:: Requests ::
1 > In the Indus Valley passage, at which site were objects that look like crowns found?
2 > Write the next part of the Indus Valley passage, starting after its last sentence.

:: Page excerpt ::
— start —

An Indus city was made of mud-brick buildings. It had walls and roads. Water was very important to Indus people, so the builders started by digging wells, and laying drains. Main streets were up to 10 metres wide, wide enough for carts to pass. Side streets were narrow, more like alleys.
Some cities had a citadel high on a mound. In the citadel were bigger buildings. Perhaps the city's rulers lived there. Most people lived and worked in the lower part of town. Most Indus people did not live in cities at all. Perhaps 9 out of 10 people were farmers and traders who lived in small villages.
An empire is a large country or group of countries, with different peoples ruled by a king or emperor. The Indus Valley civilisation was very large, but we do not know if it had kings. It seems that nothing much changed there for hundreds of years. New houses were built on top of old ones, and city street plans stayed the same. Life went on in the same way for generations. This might mean the Indus rulers controlled everything. Or it might just mean they were happy the way things were. What look like crowns were found at a site called Kunal. Did they belong to an Indus king? Perhaps each city had its own ruler.
An Indus city had strong walls, and in history, walls usually mean people want to keep out enemies. Think of a medieval castle. Like a castle, an Indus city had towers and gateways, but we do not know if there were soldiers. At the city gates city officials could check traders coming in and out. There were probably guards too, in case of trouble.
Other ancient civilisations, such as Egypt, had large armies. Kings fought battles with enemies. But the Indus people seem to have lived in peace for most of their history. Other ancient writings tell us about wars. Since we can't yet read the Indus writing, we just don't know.
Pictures on seals and other artifacts show what look like figures of gods. One looks like a Mother Goddess. People probably believed this goddess gave health and fertility to people, animals and plants.
Another seal picture shows a male god with horns and three faces. Around him are animals, including an elephant, tiger, rhino and buffalo. Plants, trees and animals were probably important to Indus people.
They did, but we can't understand the Indus script yet.
Writing was done using a pointed stick in soft clay, or with a sharp tool to scratch marks on stone or metal. It is likely that only a few people could read and write, like scribes. But perhaps traders could read enough to tell what was written on seals.
Most Indus Valley writing was probably to do with trade, government or religion.
People wrote the first line from right to left, the second line from left to right, and so on.
This bracelet is made from polished stones. Jewel-stones were brought from mines in the mountains by traders.

— end —

Stored entries
— start —

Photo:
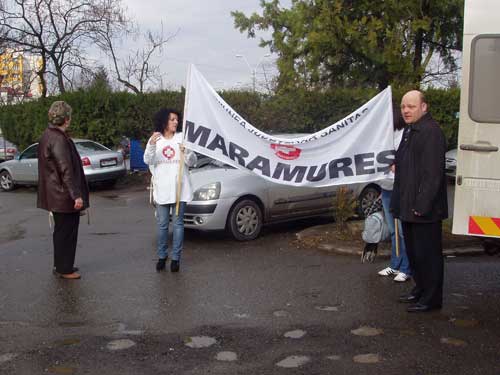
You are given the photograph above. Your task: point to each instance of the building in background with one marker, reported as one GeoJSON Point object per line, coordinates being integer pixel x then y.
{"type": "Point", "coordinates": [18, 78]}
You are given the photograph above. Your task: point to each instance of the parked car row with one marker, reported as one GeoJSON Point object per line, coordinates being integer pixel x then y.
{"type": "Point", "coordinates": [225, 198]}
{"type": "Point", "coordinates": [100, 164]}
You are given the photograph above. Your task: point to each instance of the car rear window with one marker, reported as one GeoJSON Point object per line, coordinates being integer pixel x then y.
{"type": "Point", "coordinates": [88, 146]}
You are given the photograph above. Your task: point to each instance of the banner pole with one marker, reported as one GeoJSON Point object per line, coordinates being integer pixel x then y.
{"type": "Point", "coordinates": [181, 164]}
{"type": "Point", "coordinates": [396, 228]}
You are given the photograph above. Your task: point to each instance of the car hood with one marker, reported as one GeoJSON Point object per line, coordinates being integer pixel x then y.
{"type": "Point", "coordinates": [234, 182]}
{"type": "Point", "coordinates": [8, 163]}
{"type": "Point", "coordinates": [100, 154]}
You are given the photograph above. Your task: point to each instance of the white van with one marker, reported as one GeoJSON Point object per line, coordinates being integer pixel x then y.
{"type": "Point", "coordinates": [477, 191]}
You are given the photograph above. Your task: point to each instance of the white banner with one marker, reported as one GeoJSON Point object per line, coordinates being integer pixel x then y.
{"type": "Point", "coordinates": [358, 148]}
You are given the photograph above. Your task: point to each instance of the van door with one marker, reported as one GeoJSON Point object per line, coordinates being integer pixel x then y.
{"type": "Point", "coordinates": [477, 190]}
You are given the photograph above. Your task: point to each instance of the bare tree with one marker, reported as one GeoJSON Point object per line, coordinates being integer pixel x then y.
{"type": "Point", "coordinates": [59, 31]}
{"type": "Point", "coordinates": [135, 70]}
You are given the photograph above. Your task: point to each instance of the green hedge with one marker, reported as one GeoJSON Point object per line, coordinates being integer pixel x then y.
{"type": "Point", "coordinates": [106, 116]}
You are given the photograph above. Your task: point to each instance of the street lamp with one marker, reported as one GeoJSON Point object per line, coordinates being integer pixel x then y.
{"type": "Point", "coordinates": [253, 70]}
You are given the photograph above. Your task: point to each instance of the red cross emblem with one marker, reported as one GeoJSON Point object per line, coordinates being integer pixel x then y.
{"type": "Point", "coordinates": [168, 152]}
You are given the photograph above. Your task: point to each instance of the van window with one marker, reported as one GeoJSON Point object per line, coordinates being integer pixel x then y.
{"type": "Point", "coordinates": [484, 104]}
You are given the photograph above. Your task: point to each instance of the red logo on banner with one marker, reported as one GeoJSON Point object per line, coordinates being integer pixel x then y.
{"type": "Point", "coordinates": [287, 152]}
{"type": "Point", "coordinates": [168, 152]}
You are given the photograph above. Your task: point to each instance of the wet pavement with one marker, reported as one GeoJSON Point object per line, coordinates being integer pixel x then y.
{"type": "Point", "coordinates": [263, 307]}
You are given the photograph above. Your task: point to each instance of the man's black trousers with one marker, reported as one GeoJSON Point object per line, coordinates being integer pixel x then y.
{"type": "Point", "coordinates": [425, 252]}
{"type": "Point", "coordinates": [65, 237]}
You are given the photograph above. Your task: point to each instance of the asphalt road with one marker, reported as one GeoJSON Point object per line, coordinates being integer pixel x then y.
{"type": "Point", "coordinates": [235, 308]}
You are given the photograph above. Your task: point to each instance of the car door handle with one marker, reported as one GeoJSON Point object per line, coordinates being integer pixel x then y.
{"type": "Point", "coordinates": [481, 147]}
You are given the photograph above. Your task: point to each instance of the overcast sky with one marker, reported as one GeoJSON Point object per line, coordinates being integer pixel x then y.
{"type": "Point", "coordinates": [207, 38]}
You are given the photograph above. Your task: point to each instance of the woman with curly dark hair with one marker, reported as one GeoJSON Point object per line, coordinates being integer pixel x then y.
{"type": "Point", "coordinates": [163, 155]}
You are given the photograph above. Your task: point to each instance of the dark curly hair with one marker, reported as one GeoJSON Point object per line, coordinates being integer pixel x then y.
{"type": "Point", "coordinates": [160, 119]}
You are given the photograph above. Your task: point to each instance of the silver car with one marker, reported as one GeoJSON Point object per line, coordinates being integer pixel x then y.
{"type": "Point", "coordinates": [226, 198]}
{"type": "Point", "coordinates": [100, 164]}
{"type": "Point", "coordinates": [7, 150]}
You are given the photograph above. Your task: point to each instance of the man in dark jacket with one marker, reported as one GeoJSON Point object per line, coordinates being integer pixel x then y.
{"type": "Point", "coordinates": [62, 187]}
{"type": "Point", "coordinates": [419, 200]}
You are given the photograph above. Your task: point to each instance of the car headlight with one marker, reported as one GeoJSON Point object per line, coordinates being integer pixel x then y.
{"type": "Point", "coordinates": [208, 192]}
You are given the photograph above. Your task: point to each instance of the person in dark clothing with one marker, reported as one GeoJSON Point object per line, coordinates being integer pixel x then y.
{"type": "Point", "coordinates": [419, 200]}
{"type": "Point", "coordinates": [62, 187]}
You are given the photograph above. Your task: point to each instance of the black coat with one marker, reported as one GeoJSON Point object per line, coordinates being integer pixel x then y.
{"type": "Point", "coordinates": [61, 179]}
{"type": "Point", "coordinates": [420, 181]}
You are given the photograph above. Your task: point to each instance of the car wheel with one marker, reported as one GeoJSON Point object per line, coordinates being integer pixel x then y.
{"type": "Point", "coordinates": [6, 182]}
{"type": "Point", "coordinates": [245, 220]}
{"type": "Point", "coordinates": [366, 199]}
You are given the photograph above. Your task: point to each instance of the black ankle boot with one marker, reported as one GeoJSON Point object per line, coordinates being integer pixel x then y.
{"type": "Point", "coordinates": [160, 265]}
{"type": "Point", "coordinates": [174, 266]}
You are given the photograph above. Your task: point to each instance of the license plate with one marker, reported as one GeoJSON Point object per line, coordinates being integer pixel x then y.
{"type": "Point", "coordinates": [108, 162]}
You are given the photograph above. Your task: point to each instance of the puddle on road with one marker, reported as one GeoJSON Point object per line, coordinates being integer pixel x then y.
{"type": "Point", "coordinates": [453, 342]}
{"type": "Point", "coordinates": [367, 331]}
{"type": "Point", "coordinates": [72, 324]}
{"type": "Point", "coordinates": [242, 316]}
{"type": "Point", "coordinates": [118, 200]}
{"type": "Point", "coordinates": [327, 308]}
{"type": "Point", "coordinates": [197, 342]}
{"type": "Point", "coordinates": [370, 358]}
{"type": "Point", "coordinates": [62, 370]}
{"type": "Point", "coordinates": [226, 356]}
{"type": "Point", "coordinates": [296, 334]}
{"type": "Point", "coordinates": [122, 330]}
{"type": "Point", "coordinates": [120, 344]}
{"type": "Point", "coordinates": [68, 342]}
{"type": "Point", "coordinates": [408, 332]}
{"type": "Point", "coordinates": [334, 357]}
{"type": "Point", "coordinates": [293, 361]}
{"type": "Point", "coordinates": [7, 357]}
{"type": "Point", "coordinates": [13, 232]}
{"type": "Point", "coordinates": [465, 323]}
{"type": "Point", "coordinates": [281, 314]}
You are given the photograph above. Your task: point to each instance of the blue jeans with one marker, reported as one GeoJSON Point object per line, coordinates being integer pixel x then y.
{"type": "Point", "coordinates": [400, 263]}
{"type": "Point", "coordinates": [162, 219]}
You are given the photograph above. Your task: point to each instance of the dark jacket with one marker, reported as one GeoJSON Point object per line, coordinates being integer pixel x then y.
{"type": "Point", "coordinates": [420, 181]}
{"type": "Point", "coordinates": [60, 173]}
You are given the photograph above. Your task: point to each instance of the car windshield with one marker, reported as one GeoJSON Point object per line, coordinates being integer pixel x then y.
{"type": "Point", "coordinates": [89, 146]}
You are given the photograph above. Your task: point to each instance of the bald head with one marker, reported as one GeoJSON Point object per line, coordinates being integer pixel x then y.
{"type": "Point", "coordinates": [413, 106]}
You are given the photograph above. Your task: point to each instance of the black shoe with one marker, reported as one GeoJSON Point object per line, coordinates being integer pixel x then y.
{"type": "Point", "coordinates": [409, 298]}
{"type": "Point", "coordinates": [160, 265]}
{"type": "Point", "coordinates": [418, 307]}
{"type": "Point", "coordinates": [54, 271]}
{"type": "Point", "coordinates": [174, 266]}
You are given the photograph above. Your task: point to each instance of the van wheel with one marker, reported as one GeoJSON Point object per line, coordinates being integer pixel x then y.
{"type": "Point", "coordinates": [245, 220]}
{"type": "Point", "coordinates": [365, 200]}
{"type": "Point", "coordinates": [6, 182]}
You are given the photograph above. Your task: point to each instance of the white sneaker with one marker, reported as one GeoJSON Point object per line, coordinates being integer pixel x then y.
{"type": "Point", "coordinates": [388, 272]}
{"type": "Point", "coordinates": [401, 277]}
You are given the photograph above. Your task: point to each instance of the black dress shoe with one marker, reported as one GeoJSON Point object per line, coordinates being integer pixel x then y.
{"type": "Point", "coordinates": [418, 307]}
{"type": "Point", "coordinates": [160, 265]}
{"type": "Point", "coordinates": [174, 266]}
{"type": "Point", "coordinates": [54, 271]}
{"type": "Point", "coordinates": [409, 298]}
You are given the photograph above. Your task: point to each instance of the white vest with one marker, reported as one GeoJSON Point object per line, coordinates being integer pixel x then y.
{"type": "Point", "coordinates": [163, 159]}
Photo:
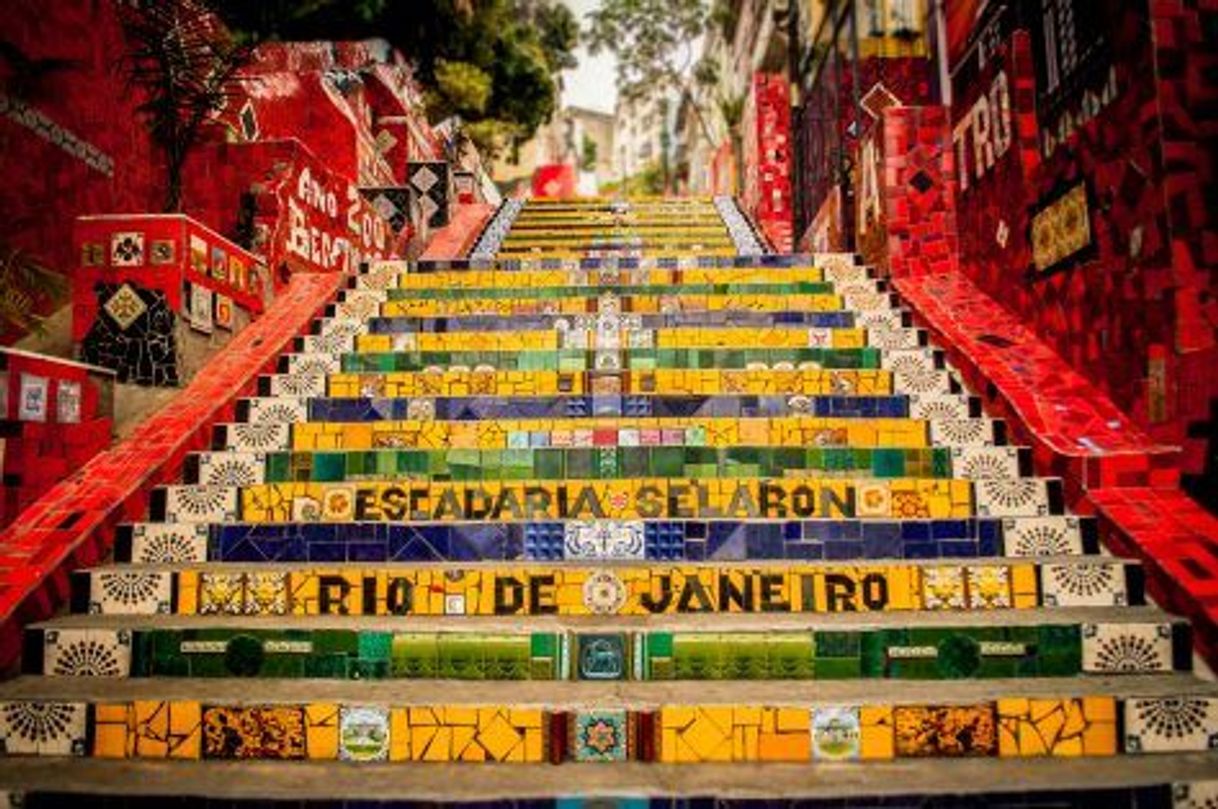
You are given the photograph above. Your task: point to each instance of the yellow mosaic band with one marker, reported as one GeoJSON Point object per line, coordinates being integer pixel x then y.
{"type": "Point", "coordinates": [724, 431]}
{"type": "Point", "coordinates": [415, 501]}
{"type": "Point", "coordinates": [683, 734]}
{"type": "Point", "coordinates": [565, 278]}
{"type": "Point", "coordinates": [637, 305]}
{"type": "Point", "coordinates": [661, 381]}
{"type": "Point", "coordinates": [551, 339]}
{"type": "Point", "coordinates": [612, 590]}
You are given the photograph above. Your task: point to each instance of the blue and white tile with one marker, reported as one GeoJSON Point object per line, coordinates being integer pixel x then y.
{"type": "Point", "coordinates": [604, 540]}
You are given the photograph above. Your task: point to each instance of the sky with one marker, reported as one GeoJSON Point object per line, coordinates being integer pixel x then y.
{"type": "Point", "coordinates": [593, 83]}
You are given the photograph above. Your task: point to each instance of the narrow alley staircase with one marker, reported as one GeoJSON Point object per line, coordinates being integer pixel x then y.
{"type": "Point", "coordinates": [618, 497]}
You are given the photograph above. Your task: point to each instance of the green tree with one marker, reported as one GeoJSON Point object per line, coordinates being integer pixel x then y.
{"type": "Point", "coordinates": [587, 154]}
{"type": "Point", "coordinates": [183, 65]}
{"type": "Point", "coordinates": [519, 45]}
{"type": "Point", "coordinates": [653, 42]}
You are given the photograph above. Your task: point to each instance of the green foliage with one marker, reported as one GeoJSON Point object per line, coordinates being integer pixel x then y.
{"type": "Point", "coordinates": [461, 89]}
{"type": "Point", "coordinates": [587, 154]}
{"type": "Point", "coordinates": [517, 48]}
{"type": "Point", "coordinates": [184, 68]}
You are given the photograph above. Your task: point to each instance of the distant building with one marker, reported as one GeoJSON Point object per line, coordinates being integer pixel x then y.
{"type": "Point", "coordinates": [562, 140]}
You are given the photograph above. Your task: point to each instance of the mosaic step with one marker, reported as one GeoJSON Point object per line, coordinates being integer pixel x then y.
{"type": "Point", "coordinates": [390, 274]}
{"type": "Point", "coordinates": [605, 462]}
{"type": "Point", "coordinates": [792, 497]}
{"type": "Point", "coordinates": [623, 431]}
{"type": "Point", "coordinates": [886, 328]}
{"type": "Point", "coordinates": [655, 540]}
{"type": "Point", "coordinates": [1128, 782]}
{"type": "Point", "coordinates": [927, 646]}
{"type": "Point", "coordinates": [584, 333]}
{"type": "Point", "coordinates": [613, 360]}
{"type": "Point", "coordinates": [640, 589]}
{"type": "Point", "coordinates": [799, 723]}
{"type": "Point", "coordinates": [369, 406]}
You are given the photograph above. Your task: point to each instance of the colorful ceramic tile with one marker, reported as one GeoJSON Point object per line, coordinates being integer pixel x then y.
{"type": "Point", "coordinates": [201, 312]}
{"type": "Point", "coordinates": [132, 592]}
{"type": "Point", "coordinates": [32, 400]}
{"type": "Point", "coordinates": [949, 730]}
{"type": "Point", "coordinates": [1127, 648]}
{"type": "Point", "coordinates": [127, 249]}
{"type": "Point", "coordinates": [168, 542]}
{"type": "Point", "coordinates": [836, 734]}
{"type": "Point", "coordinates": [67, 402]}
{"type": "Point", "coordinates": [1084, 584]}
{"type": "Point", "coordinates": [601, 735]}
{"type": "Point", "coordinates": [37, 727]}
{"type": "Point", "coordinates": [71, 652]}
{"type": "Point", "coordinates": [1171, 724]}
{"type": "Point", "coordinates": [223, 312]}
{"type": "Point", "coordinates": [363, 734]}
{"type": "Point", "coordinates": [1063, 727]}
{"type": "Point", "coordinates": [253, 732]}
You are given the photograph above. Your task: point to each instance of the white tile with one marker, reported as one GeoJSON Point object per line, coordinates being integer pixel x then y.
{"type": "Point", "coordinates": [29, 727]}
{"type": "Point", "coordinates": [278, 409]}
{"type": "Point", "coordinates": [200, 503]}
{"type": "Point", "coordinates": [130, 592]}
{"type": "Point", "coordinates": [1127, 648]}
{"type": "Point", "coordinates": [982, 463]}
{"type": "Point", "coordinates": [1171, 724]}
{"type": "Point", "coordinates": [962, 433]}
{"type": "Point", "coordinates": [1084, 584]}
{"type": "Point", "coordinates": [87, 652]}
{"type": "Point", "coordinates": [168, 542]}
{"type": "Point", "coordinates": [1034, 536]}
{"type": "Point", "coordinates": [299, 385]}
{"type": "Point", "coordinates": [938, 406]}
{"type": "Point", "coordinates": [314, 363]}
{"type": "Point", "coordinates": [258, 438]}
{"type": "Point", "coordinates": [603, 540]}
{"type": "Point", "coordinates": [1011, 497]}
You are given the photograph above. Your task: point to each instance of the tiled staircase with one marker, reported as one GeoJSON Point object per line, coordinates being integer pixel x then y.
{"type": "Point", "coordinates": [614, 514]}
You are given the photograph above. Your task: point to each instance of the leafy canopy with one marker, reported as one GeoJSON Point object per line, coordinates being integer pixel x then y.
{"type": "Point", "coordinates": [493, 62]}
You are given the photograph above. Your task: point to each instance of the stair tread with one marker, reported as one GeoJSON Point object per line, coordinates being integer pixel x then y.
{"type": "Point", "coordinates": [319, 780]}
{"type": "Point", "coordinates": [557, 693]}
{"type": "Point", "coordinates": [728, 623]}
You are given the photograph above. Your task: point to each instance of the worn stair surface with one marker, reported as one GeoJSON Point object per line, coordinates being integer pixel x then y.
{"type": "Point", "coordinates": [633, 511]}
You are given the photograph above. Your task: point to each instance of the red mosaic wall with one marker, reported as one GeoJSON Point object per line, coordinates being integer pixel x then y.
{"type": "Point", "coordinates": [1134, 310]}
{"type": "Point", "coordinates": [905, 194]}
{"type": "Point", "coordinates": [825, 118]}
{"type": "Point", "coordinates": [767, 158]}
{"type": "Point", "coordinates": [72, 143]}
{"type": "Point", "coordinates": [54, 416]}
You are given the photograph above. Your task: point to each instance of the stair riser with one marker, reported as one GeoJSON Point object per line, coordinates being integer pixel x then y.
{"type": "Point", "coordinates": [914, 653]}
{"type": "Point", "coordinates": [621, 590]}
{"type": "Point", "coordinates": [668, 734]}
{"type": "Point", "coordinates": [694, 541]}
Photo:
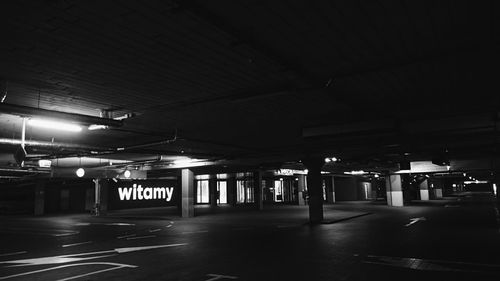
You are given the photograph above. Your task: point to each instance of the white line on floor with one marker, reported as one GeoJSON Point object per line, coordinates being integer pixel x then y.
{"type": "Point", "coordinates": [141, 237]}
{"type": "Point", "coordinates": [76, 244]}
{"type": "Point", "coordinates": [12, 254]}
{"type": "Point", "coordinates": [191, 232]}
{"type": "Point", "coordinates": [66, 234]}
{"type": "Point", "coordinates": [126, 236]}
{"type": "Point", "coordinates": [242, 228]}
{"type": "Point", "coordinates": [117, 266]}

— end —

:: Answer list ::
1 > They were found at a site called Kunal.

2 >
Indus Valley cities lived by trade. Farmers brought food into the cities. City workers made such things as pots, beads and cotton cloth. Traders brought the materials workers needed, and took away finished goods to trade in other cities. Trade goods included terracotta pots, beads, gold and silver, coloured gem stones such as turquoise and lapis lazuli, metals, flints (for making stone tools), seashells and pearls.
Minerals came from Iran and Afghanistan. Lead and copper came from India. Jade came from China and cedar tree wood was floated down the rivers from Kashmir and the Himalayas.
Sargon of Akkad (2334 to 2279 BC) was a king in Mesopotamia. This was one of the first ancient civilisations. We know Indus Valley traders went there, because Indus seals have been found in Mesopotamia.
Sargon's scribes kept written records of ships from other lands. So we learn that the Mesopotamians bought gold, copper and jewellery from 'Meluhha'. Was Meluhha the Mesopotamian name for the Indus civilisation? Or was it the Indus Valley people's own name for their land?
To reach Mesopotamia, Indus ships sailed west. They probably kept close to land. Bits of old Indus pottery found on beaches in Oman, in the Gulf, came from storage jars left behind by traders.
Charles Masson, the 19th-centry explorer, made this drawing of the Citadel at Kalat. The citadels in Ancient Indus cities may have looked like this, with high walls.
Most Indus Valley cities were made from mud bricks. First the brick-makers mixed soil, clay and water to make squishy mud. Next they squashed the mud into a wooden mould which was the shape of a brick. And then they turned out the mud-brick, like you would turn out a sand-castle.
Mud-bricks could dry in the hot sun. But it was better to put them inside a kiln. The fire in the kiln heated or 'fired' the bricks at a high temperature to make them very hard.
All Indus Valley bricks were the same ratio of 1 : 2 : 4 but came in different sizes. A common size was 7 cm high x 14 cm wide x 28 cm long. Bricks were laid in rows or 'courses', end to end and crossways, using wet mud as cement to stick the bricks together. Indus Valley walls were so strong that many have stood for over 4,000 years!
Indus Valley cities were neatly planned. They had straight roads making a grid pattern, dividing the city into blocks. Main streets were almost 10 metres wide, so two bullock carts could pass by each other. Drains were laid along the streets and wells were dug for water.
Mohenjo-Daro stood on a mound and had a wall with gateways to go in and out. Some city districts inside were raised on mounds too. On the highest mound was a citadel, which was perhaps where priests and rulers lived.
People built new houses on top of old ones, as the mud-bricks crumbled. So, over hundreds of years the cities grew higher. In time some new houses were seven metres above the level of the old houses at the bottom!
This picture shows what the Great Bath at Mohenjo-Daro may have been like. The artist has cut through the roof and walls to show hidden detail.
The Great Bath at Mohenjo-Daro. You can see the stairs leading down into the bath, and a ledge for people to stand on.
The Great Bath in the city of Mohenjo-Daro looks like a swimming pool. It was over 14 metres long and seven metres wide. It had a brick-paved courtyard and columns on three sides.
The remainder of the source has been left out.